_TASK TO CARRY OUT_:
Reproduce only what runs from the line containing "Drop a marker on every instance of the pale" to the line containing "Drop a marker on every instance of the wrinkled" in the records below, inclusive. Keep it exact, and keep the pictures out.

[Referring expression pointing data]
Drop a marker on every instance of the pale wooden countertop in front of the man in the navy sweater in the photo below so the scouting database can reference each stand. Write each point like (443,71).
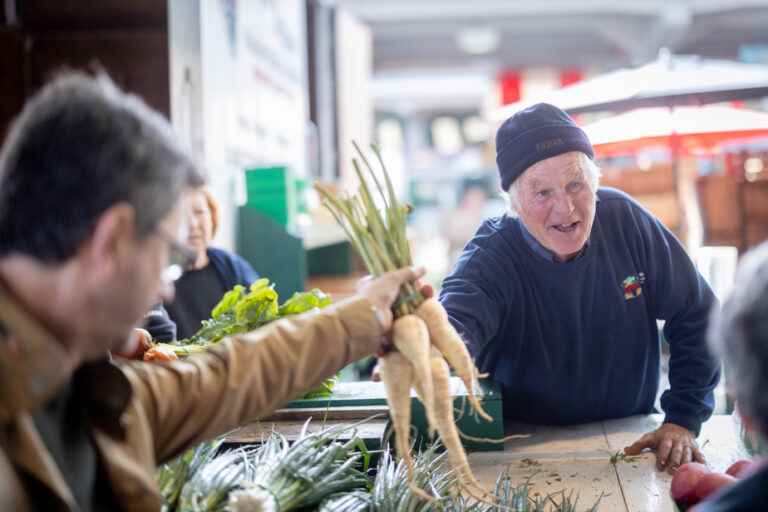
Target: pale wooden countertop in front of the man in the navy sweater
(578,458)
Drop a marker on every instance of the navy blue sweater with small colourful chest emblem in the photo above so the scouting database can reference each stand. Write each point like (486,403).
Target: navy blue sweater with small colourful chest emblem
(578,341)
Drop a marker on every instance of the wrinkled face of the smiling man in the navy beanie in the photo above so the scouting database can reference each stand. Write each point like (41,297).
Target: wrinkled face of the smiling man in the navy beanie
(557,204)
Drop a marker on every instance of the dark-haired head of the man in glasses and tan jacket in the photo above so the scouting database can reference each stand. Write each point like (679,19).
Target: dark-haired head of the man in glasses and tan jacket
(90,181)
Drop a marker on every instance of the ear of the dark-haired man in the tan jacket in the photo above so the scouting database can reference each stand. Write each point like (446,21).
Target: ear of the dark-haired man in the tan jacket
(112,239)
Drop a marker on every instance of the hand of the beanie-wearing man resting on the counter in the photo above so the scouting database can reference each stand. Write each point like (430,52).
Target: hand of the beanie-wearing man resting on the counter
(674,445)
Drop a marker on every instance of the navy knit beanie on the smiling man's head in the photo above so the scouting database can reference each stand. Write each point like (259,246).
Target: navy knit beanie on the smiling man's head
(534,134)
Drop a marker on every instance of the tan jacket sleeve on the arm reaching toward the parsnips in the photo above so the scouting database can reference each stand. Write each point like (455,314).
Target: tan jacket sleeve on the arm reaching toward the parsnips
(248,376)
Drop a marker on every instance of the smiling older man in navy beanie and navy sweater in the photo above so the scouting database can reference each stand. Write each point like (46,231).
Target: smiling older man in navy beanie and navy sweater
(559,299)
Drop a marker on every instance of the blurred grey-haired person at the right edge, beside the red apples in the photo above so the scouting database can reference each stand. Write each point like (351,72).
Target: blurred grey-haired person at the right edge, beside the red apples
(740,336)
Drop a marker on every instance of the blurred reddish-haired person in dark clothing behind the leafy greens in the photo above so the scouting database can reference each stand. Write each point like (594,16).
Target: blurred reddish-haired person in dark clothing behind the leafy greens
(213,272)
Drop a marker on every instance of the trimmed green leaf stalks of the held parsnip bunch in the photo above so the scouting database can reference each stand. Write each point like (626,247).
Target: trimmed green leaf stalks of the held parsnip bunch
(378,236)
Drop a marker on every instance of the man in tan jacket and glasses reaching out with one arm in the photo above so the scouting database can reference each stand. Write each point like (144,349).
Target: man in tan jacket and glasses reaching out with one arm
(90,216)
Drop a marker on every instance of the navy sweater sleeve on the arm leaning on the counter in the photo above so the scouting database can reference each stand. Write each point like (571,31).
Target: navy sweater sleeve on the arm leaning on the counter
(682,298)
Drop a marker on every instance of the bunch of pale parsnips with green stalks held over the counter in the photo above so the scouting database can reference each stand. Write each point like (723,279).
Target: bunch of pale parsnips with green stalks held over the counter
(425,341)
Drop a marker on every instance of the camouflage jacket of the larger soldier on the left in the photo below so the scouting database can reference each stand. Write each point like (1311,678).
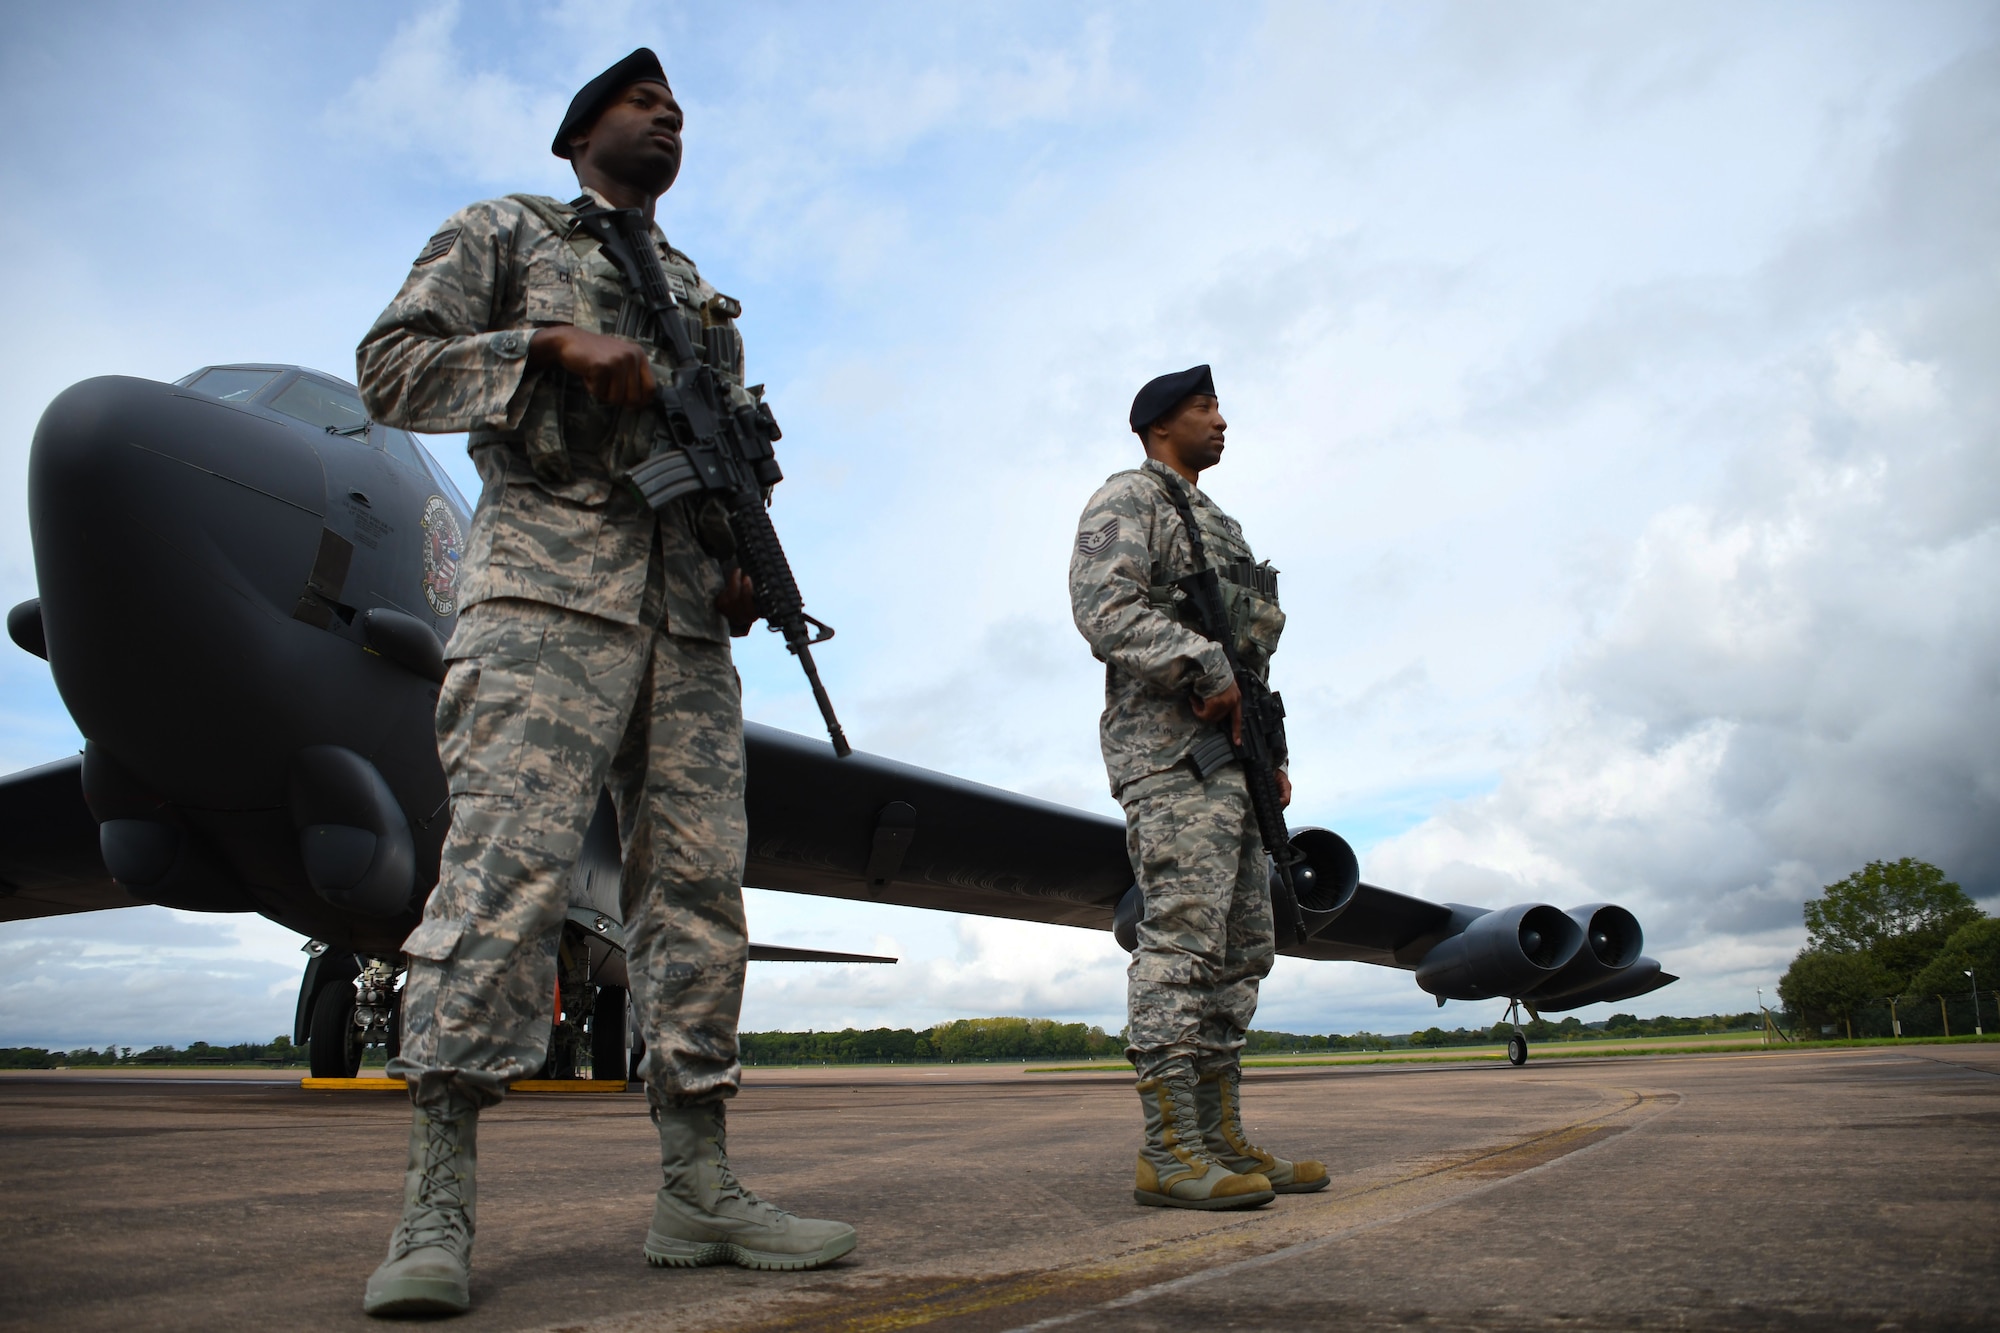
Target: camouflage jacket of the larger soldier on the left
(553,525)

==

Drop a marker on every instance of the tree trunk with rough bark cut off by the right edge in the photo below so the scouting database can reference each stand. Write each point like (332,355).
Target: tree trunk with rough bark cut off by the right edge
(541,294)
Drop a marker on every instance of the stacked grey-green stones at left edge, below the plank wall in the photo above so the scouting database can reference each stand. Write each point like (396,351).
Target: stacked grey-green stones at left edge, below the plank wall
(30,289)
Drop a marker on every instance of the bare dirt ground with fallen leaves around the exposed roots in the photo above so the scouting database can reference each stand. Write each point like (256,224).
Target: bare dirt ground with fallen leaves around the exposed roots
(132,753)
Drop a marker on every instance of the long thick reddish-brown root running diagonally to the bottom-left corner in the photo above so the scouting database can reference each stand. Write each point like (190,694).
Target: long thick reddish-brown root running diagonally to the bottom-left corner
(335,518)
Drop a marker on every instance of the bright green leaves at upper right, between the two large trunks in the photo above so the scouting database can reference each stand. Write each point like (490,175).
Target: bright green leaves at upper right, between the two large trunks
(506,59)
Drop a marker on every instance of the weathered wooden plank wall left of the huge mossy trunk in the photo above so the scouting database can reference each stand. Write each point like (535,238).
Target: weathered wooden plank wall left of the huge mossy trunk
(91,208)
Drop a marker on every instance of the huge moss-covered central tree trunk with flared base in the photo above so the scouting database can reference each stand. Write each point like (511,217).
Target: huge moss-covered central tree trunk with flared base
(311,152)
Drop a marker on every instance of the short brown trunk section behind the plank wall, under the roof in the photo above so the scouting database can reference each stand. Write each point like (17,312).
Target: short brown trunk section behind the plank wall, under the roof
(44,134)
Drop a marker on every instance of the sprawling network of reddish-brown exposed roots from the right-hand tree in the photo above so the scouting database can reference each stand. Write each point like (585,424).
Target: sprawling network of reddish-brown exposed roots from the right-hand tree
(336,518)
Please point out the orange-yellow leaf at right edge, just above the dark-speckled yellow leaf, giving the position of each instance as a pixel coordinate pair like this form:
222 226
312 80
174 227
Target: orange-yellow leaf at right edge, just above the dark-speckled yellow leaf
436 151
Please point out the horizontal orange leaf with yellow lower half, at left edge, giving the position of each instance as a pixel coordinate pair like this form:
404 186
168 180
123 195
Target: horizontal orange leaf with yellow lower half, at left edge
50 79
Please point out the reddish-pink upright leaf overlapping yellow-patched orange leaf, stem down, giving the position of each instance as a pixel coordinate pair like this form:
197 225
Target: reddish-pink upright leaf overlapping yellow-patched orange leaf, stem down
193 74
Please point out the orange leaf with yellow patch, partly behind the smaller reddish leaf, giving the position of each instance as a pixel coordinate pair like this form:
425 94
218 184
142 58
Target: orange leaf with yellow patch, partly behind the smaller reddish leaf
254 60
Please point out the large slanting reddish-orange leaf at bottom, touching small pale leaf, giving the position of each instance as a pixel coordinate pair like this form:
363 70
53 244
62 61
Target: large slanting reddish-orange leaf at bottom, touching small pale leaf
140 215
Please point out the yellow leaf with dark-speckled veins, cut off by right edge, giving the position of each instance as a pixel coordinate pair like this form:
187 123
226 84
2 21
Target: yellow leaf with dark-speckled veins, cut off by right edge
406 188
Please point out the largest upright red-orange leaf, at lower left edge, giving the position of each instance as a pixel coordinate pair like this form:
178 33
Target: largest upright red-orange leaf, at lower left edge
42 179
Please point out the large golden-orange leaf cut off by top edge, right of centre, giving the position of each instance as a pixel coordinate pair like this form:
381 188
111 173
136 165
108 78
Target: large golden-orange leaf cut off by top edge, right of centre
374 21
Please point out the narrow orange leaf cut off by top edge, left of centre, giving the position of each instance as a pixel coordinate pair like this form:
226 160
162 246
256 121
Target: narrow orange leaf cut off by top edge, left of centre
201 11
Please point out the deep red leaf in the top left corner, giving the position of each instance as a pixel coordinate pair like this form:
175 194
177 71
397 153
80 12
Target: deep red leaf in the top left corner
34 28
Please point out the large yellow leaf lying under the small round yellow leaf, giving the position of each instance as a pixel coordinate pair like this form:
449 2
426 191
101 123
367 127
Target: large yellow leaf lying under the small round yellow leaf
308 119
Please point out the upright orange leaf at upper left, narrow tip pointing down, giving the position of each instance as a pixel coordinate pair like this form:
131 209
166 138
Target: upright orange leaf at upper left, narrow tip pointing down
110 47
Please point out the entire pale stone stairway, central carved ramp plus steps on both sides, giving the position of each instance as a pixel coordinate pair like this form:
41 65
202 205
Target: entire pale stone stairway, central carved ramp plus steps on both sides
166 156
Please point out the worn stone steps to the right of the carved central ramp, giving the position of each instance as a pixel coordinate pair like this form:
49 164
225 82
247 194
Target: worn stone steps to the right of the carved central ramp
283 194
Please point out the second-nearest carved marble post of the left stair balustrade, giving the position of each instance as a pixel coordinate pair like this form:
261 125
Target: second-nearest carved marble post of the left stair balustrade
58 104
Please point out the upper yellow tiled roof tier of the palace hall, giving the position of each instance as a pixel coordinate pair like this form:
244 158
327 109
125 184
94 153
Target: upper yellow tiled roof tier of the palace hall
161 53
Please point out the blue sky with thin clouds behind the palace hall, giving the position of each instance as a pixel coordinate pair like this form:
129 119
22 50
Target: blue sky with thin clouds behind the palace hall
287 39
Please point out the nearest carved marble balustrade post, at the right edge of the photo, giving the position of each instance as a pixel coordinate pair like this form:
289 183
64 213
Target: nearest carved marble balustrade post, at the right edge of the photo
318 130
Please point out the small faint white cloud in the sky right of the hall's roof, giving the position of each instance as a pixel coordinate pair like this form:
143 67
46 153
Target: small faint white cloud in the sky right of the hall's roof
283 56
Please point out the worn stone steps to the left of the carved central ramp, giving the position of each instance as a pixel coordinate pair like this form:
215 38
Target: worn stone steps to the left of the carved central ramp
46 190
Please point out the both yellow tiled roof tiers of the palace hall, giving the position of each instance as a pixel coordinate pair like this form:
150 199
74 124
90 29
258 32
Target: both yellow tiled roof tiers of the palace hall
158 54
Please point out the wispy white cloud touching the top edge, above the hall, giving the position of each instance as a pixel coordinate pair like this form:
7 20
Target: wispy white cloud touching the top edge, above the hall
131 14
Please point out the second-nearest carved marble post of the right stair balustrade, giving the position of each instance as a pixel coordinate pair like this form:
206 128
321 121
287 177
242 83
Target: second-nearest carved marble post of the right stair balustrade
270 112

_RESULT_:
Drop a marker on every instance of the pale wooden countertop in front of the man in the navy sweater in the photo below so the scouting database can reference each stand. Write each point like (443,71).
Target: pale wooden countertop in front of the man in the navy sweater
(578,458)
Drop a marker on every instance of the navy blue sweater with small colourful chest emblem in the photo above so the scouting database can reference each stand. Write each point like (486,403).
Target: navy blue sweater with small colourful chest emblem
(578,341)
Drop a marker on every instance of the wrinkled face of the smiling man in the navy beanie in the photo above so the scouting database can reference each stand. Write each point like (41,297).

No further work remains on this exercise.